Document extract:
[BEGIN]
Treasury Secretary Paul O'Neill was peremptorily fired for questioning the wisdom of the administration's tax cuts, and former U.S. administrator L. Paul Bremer III felt compelled to recant his statement that there were insufficient troops in Iraq...

Bush entered office promising to be a 'uniter, not a divider.' But Rovism is not about uniting. What Rove quickly grasped is that it's easier and more efficacious to exploit the cultural and social divide than to look for common ground. No recent administration has as eagerly played wedge issues — gay marriage, abortion, stem cell research, faith-based initiatives — to keep the nation roiling, in the pure Rovian belief that the president's conservative supporters will always be angrier and more energized than his opponents. Division, then, is not a side effect of policy; in Rovism, it is the purpose of policy...
[END]
Extracted material:
[BEGIN]
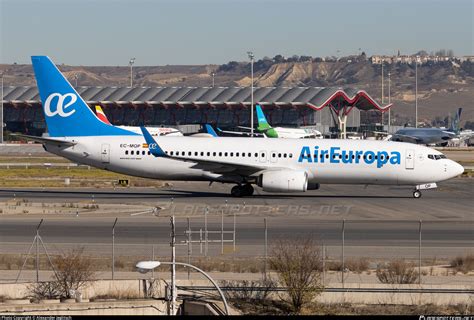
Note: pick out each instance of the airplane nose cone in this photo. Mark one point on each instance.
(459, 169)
[END]
[BEGIN]
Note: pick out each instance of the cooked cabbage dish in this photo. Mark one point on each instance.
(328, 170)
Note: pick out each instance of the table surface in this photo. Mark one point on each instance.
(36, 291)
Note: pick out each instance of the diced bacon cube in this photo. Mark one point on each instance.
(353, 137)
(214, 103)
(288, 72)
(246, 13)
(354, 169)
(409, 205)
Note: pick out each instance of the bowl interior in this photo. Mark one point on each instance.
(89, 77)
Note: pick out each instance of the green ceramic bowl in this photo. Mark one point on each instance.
[END]
[BEGIN]
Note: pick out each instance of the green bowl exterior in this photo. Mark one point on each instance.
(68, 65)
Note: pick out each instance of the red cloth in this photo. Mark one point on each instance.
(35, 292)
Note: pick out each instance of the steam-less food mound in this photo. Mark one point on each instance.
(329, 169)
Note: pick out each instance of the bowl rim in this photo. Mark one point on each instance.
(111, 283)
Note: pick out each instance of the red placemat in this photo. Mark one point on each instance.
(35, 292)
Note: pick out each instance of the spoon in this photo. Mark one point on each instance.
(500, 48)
[END]
Your tasks:
1. Do these statements agree with the Rovism passage? Answer yes or no for each, quoting the words that decide it.
(a) Paul O'Neill lost his post after he questioned the administration's tax cuts.
(b) Bush entered office promising to be a divider.
(c) In Rovism, division is a side effect of policy.
2. Carry on with the Rovism passage from where it stops.
The data above has no connection to the Rovism passage.

Answers per task:
1.
(a) Yes: "Treasury Secretary Paul O'Neill was peremptorily fired for questioning the wisdom of the administration's tax cuts"
(b) No: "Bush entered office promising to be a 'uniter, not a divider.'"
(c) No: "Division, then, is not a side effect of policy; in Rovism, it is the purpose of policy"

2.
Unwavering discipline, demonization of foes, disdain for reality and a personal sense of infallibility based on faith are the stuff of a theocracy — the president as pope or mullah and policy as religious warfare.

Boiled down, Rovism is government by jihadis in the grip of unshakable self-righteousness — ironically the force the administration says it is fighting. It imposes rather than proposes.

Rovism surreptitiously and profoundly changes our form of government, a government that has been, since its founding by children of the Enlightenment, open, accommodating, moderate and generally reasonable."